» Your goal
Give the lines of the material from the line with "boxes needed: short dark hair" to the line with "[78,337,91,344]", both included, as a JSON list of strings with one string per line and blank lines left out. Leave the pictures out of the list.
>> start Material
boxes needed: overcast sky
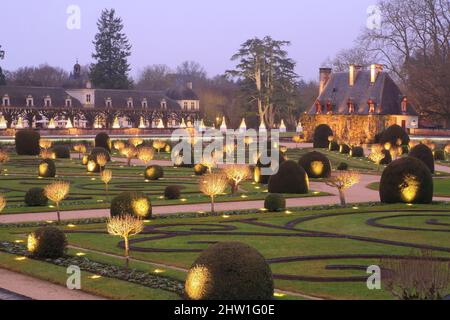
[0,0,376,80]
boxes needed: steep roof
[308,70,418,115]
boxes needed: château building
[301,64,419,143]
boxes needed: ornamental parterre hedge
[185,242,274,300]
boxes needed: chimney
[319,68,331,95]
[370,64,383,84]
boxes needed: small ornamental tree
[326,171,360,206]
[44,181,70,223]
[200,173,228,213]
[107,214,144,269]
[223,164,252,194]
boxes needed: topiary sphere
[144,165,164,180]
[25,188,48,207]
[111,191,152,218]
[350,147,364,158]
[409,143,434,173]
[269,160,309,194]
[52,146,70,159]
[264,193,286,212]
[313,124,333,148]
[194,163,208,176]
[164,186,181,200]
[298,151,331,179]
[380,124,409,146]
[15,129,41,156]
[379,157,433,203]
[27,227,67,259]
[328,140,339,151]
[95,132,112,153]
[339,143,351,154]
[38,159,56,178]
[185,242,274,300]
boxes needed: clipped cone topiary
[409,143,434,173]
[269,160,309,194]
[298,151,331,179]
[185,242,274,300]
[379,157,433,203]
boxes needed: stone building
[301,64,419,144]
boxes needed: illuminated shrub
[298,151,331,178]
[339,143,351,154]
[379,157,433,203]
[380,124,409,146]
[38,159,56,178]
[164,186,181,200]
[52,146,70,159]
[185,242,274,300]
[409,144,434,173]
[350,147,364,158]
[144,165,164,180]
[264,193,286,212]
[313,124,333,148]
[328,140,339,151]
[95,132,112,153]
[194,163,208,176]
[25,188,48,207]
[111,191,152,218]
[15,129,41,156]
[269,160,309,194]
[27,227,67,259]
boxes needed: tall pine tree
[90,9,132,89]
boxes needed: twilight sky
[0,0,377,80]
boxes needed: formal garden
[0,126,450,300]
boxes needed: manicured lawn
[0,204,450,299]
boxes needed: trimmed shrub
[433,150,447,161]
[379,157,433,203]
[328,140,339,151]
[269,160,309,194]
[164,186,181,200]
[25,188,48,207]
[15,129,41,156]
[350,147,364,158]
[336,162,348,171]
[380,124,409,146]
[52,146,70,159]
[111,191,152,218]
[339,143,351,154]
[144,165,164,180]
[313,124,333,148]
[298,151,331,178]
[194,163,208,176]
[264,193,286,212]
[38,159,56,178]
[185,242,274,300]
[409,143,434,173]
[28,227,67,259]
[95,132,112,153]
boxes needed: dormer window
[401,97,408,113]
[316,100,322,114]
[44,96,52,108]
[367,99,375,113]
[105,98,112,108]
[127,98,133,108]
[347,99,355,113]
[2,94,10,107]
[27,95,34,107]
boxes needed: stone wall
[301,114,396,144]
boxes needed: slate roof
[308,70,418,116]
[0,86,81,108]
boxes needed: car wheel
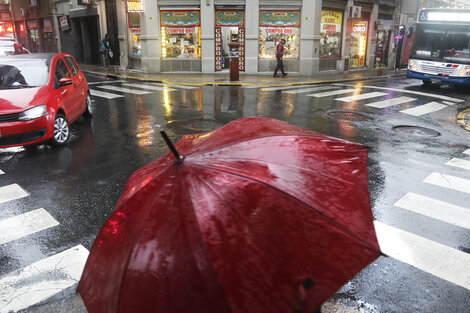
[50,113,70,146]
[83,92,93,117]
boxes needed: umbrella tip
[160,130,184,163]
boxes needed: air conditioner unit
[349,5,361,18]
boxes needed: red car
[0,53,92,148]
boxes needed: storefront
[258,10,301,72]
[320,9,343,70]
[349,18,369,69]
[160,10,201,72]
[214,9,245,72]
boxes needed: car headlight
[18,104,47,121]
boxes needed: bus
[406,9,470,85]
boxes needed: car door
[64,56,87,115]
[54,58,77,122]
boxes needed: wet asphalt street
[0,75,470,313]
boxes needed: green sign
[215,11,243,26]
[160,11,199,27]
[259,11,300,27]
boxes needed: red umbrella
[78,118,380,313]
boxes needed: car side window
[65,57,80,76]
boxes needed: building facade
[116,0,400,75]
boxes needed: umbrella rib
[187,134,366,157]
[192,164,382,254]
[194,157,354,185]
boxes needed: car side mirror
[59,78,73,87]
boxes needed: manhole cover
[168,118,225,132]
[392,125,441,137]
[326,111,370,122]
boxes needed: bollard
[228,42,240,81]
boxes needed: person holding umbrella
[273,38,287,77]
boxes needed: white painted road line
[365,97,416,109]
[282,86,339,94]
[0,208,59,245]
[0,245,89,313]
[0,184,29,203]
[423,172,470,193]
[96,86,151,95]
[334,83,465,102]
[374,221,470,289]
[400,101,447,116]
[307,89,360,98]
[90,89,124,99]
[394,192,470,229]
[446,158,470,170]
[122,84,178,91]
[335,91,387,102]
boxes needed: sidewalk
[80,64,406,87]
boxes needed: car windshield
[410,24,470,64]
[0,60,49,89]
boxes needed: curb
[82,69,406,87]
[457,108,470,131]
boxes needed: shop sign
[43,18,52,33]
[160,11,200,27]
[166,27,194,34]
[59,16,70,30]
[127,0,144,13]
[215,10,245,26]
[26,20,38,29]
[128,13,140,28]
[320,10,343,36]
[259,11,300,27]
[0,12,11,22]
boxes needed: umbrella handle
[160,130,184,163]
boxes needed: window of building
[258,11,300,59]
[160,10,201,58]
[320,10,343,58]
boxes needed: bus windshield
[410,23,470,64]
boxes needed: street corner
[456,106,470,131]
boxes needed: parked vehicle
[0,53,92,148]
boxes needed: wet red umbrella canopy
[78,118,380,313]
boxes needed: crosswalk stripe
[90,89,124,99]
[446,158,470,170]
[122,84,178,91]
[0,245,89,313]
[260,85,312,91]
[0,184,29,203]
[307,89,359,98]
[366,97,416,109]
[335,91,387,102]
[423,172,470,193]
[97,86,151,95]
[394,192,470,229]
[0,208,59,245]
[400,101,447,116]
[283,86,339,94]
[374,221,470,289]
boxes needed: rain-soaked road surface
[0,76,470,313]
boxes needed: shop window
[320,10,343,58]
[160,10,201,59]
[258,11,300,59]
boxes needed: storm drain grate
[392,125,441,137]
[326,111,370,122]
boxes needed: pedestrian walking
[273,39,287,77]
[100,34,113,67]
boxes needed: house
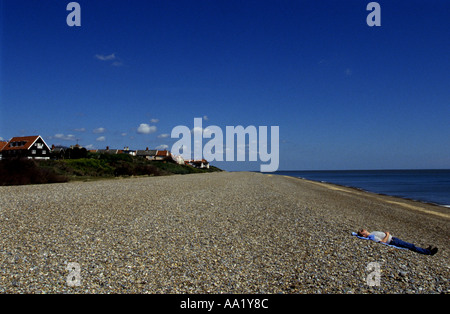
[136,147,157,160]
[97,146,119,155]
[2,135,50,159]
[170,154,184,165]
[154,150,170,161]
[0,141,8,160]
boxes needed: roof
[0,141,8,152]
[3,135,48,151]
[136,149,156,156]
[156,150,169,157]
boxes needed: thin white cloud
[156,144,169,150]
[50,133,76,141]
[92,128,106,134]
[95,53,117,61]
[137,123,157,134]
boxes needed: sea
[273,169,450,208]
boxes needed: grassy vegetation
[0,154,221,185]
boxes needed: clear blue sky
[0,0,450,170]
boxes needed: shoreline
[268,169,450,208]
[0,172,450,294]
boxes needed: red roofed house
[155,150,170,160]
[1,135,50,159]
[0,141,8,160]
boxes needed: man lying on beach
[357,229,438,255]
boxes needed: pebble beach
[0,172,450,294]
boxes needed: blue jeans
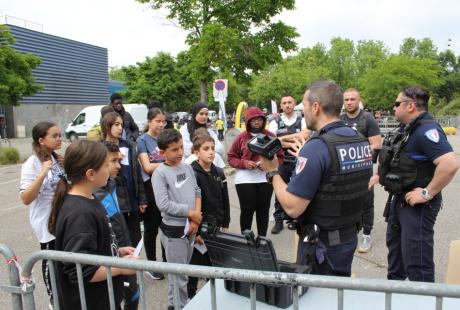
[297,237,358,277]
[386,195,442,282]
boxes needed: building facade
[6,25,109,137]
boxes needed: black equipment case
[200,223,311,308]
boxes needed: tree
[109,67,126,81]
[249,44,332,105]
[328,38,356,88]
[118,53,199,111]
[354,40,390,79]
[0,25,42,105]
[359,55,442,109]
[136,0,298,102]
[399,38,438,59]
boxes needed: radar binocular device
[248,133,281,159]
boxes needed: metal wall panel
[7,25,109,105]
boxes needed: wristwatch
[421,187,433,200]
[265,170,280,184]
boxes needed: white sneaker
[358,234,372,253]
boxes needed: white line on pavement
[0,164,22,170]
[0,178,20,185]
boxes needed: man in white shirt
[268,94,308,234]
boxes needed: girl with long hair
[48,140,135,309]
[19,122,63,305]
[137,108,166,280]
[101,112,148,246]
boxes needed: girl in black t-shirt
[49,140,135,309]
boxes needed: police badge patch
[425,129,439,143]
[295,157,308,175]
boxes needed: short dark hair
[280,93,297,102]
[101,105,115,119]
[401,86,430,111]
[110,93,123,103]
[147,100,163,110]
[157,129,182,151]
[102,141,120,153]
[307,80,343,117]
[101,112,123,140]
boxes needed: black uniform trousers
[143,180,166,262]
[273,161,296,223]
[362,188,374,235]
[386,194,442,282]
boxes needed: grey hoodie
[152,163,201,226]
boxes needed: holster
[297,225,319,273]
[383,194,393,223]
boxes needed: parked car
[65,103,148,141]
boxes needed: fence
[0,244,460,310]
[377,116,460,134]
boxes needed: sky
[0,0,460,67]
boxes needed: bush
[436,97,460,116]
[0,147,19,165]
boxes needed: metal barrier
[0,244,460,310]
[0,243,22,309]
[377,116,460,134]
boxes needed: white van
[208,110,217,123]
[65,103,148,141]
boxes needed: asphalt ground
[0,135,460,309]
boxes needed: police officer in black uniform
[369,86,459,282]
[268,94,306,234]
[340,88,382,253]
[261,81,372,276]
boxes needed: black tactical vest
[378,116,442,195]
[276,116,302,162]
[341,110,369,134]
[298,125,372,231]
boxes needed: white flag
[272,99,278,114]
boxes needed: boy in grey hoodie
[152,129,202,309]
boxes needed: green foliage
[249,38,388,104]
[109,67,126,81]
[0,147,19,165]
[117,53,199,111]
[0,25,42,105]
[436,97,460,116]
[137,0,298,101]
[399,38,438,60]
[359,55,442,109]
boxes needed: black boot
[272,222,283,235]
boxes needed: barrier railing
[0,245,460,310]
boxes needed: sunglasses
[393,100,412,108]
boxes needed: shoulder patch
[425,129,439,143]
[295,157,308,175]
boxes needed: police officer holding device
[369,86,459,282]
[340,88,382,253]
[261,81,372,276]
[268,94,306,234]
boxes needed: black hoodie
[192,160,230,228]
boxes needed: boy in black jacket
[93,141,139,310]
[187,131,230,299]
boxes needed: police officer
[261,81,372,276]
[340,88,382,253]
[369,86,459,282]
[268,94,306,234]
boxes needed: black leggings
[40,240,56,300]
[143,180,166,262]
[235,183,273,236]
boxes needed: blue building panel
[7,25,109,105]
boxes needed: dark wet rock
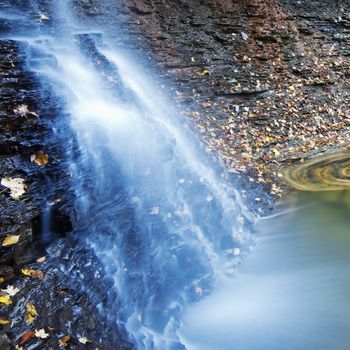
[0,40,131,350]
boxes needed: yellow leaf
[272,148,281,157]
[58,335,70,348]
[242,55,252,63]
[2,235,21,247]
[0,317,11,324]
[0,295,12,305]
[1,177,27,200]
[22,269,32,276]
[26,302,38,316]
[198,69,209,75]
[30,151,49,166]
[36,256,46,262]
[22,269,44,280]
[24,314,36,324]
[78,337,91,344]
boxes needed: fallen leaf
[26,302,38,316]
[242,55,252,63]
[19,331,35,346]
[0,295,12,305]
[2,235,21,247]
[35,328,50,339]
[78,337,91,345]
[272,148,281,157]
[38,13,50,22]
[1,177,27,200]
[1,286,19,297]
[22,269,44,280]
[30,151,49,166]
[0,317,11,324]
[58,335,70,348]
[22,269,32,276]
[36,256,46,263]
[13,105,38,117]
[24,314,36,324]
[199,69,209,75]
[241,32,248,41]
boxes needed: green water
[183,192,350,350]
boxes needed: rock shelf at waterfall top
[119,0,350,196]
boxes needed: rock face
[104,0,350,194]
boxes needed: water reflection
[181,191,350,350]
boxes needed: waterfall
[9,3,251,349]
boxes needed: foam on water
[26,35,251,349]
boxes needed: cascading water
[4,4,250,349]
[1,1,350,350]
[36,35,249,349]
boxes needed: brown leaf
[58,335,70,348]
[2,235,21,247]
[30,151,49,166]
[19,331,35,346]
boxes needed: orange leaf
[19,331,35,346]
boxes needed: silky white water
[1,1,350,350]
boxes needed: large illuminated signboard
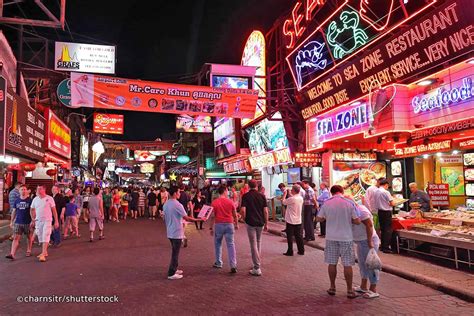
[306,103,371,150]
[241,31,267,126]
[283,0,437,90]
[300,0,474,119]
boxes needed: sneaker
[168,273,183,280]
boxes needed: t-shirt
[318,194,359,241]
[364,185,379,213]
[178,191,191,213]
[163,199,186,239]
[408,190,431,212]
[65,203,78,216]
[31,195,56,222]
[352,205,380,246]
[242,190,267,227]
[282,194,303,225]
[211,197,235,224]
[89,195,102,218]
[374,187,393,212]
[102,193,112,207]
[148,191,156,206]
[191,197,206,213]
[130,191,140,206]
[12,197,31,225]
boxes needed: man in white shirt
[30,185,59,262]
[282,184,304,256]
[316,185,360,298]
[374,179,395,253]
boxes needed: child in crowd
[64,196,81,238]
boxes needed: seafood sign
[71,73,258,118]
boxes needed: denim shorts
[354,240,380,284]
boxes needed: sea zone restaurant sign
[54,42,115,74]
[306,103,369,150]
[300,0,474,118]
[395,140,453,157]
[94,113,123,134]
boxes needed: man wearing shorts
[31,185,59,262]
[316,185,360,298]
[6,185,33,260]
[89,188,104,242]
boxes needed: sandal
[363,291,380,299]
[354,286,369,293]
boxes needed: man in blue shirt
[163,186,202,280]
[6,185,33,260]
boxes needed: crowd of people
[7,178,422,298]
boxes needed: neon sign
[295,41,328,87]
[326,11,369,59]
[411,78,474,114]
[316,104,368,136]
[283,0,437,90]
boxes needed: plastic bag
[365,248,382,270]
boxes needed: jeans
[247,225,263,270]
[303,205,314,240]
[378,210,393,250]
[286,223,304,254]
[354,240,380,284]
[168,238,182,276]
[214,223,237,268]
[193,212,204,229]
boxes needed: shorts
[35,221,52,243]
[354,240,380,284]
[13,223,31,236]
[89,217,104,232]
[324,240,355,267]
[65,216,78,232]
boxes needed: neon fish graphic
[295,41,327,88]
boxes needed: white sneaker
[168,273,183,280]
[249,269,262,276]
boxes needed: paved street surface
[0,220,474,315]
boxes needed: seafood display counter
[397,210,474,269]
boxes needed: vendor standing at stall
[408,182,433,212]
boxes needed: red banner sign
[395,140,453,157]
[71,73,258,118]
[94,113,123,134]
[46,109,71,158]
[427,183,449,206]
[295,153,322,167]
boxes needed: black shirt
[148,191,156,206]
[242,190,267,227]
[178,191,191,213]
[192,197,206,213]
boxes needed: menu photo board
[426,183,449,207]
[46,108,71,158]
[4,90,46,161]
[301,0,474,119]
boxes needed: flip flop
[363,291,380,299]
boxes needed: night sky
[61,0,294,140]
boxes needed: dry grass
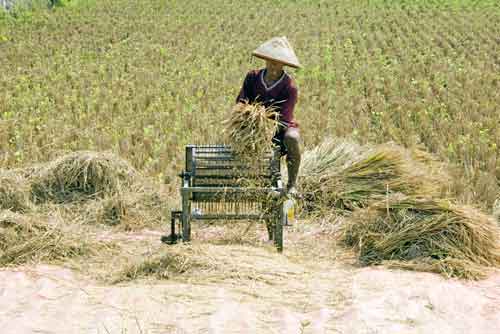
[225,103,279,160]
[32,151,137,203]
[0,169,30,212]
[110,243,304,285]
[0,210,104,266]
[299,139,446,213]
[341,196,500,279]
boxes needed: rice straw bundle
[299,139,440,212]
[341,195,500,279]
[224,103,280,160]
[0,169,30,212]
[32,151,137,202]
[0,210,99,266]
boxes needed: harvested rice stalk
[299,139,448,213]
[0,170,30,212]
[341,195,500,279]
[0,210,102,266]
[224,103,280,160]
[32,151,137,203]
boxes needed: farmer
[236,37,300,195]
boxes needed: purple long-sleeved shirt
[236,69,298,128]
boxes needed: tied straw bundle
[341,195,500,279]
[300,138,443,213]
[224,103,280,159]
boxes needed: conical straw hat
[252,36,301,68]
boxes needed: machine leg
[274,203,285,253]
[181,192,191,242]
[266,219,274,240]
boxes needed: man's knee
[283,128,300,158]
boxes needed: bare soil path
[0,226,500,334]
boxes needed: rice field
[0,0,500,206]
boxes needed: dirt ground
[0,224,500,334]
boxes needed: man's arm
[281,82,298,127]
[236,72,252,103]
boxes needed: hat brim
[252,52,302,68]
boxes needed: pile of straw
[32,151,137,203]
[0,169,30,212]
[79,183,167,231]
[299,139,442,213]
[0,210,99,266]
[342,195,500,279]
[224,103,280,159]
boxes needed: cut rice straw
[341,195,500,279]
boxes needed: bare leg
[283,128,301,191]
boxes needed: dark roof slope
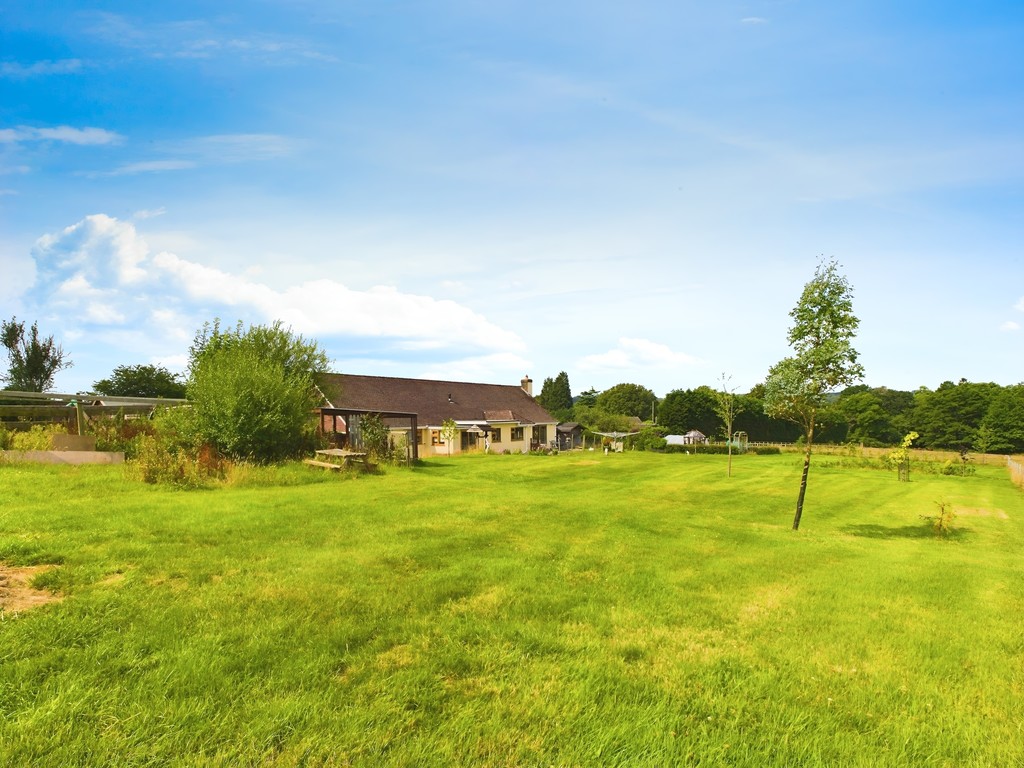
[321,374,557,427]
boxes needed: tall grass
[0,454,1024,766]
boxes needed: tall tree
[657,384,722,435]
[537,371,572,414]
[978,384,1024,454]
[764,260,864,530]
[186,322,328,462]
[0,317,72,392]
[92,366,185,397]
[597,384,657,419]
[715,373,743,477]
>> end Material
» Completed task
[
  "boxes needed: short dark hair",
  "[280,93,297,102]",
  "[101,105,115,119]",
  "[401,86,430,111]",
  "[110,93,123,103]",
  "[147,100,163,110]",
  "[157,129,182,151]",
  "[102,141,120,153]",
  "[307,80,343,117]",
  "[101,112,123,140]",
  "boxes needed: black uniform trousers",
  "[143,180,166,262]",
  "[273,161,296,223]",
  "[362,188,374,235]",
  "[386,194,442,282]",
  "boxes needed: grey hoodie",
  "[152,163,201,226]",
  "boxes needed: holster",
  "[297,225,319,273]",
  "[383,194,393,223]",
  "boxes needed: parked car",
  "[65,103,148,141]",
  "boxes needed: fence",
  "[0,244,460,310]",
  "[377,116,460,134]",
  "boxes needed: sky",
  "[0,0,460,67]",
  "boxes needed: bush",
  "[436,97,460,116]",
  "[0,147,19,165]",
  "boxes needed: metal barrier",
  "[0,244,460,310]",
  "[0,243,22,309]",
  "[377,116,460,134]",
  "boxes needed: white van",
  "[208,110,217,123]",
  "[65,103,148,141]",
  "boxes needed: asphalt ground",
  "[0,135,460,309]",
  "boxes needed: police officer in black uniform",
  "[369,86,459,282]",
  "[268,94,306,234]",
  "[340,88,382,253]",
  "[261,81,372,276]",
  "boxes needed: black tactical vest",
  "[378,116,442,195]",
  "[276,116,302,162]",
  "[341,110,369,134]",
  "[298,125,372,231]",
  "boxes needed: white flag",
  "[272,99,278,114]",
  "boxes needed: boy in grey hoodie",
  "[152,129,202,309]",
  "boxes needed: green foliage",
  "[249,38,388,104]",
  "[109,67,126,81]",
  "[0,147,19,165]",
  "[117,53,199,111]",
  "[0,25,42,105]",
  "[436,97,460,116]",
  "[137,0,298,101]",
  "[399,38,438,60]",
  "[359,55,442,109]",
  "boxes needed: black boot",
  "[272,222,283,235]",
  "boxes needed: barrier railing",
  "[0,245,460,310]",
  "boxes needed: sunglasses",
  "[393,100,412,108]",
  "boxes needed: shoulder patch",
  "[425,129,439,143]",
  "[295,157,308,175]",
  "boxes needed: police officer holding device",
  "[369,86,459,282]",
  "[340,88,382,253]",
  "[261,81,372,276]",
  "[268,94,306,234]",
  "boxes needed: black hoodie",
  "[192,160,230,228]",
  "boxes needed: boy in black jacket",
  "[93,141,139,310]",
  "[187,131,230,299]",
  "boxes needed: police officer",
  "[261,81,372,276]",
  "[340,88,382,253]",
  "[369,86,459,282]",
  "[268,94,306,234]",
  "boxes needed: black leggings",
  "[40,240,56,300]",
  "[143,180,166,262]",
  "[235,183,273,236]",
  "boxes needed: blue building panel",
  "[7,25,109,105]",
  "boxes needed: dark wet rock",
  "[0,40,131,350]",
  "boxes needed: yellow leaf",
  "[272,148,281,157]",
  "[58,335,70,348]",
  "[242,55,252,63]",
  "[2,235,21,247]",
  "[0,317,11,324]",
  "[0,295,12,305]",
  "[1,177,27,200]",
  "[22,269,32,276]",
  "[26,302,38,316]",
  "[198,69,209,75]",
  "[30,151,49,166]",
  "[36,256,46,262]",
  "[22,269,44,280]",
  "[24,314,36,324]",
  "[78,337,91,344]"
]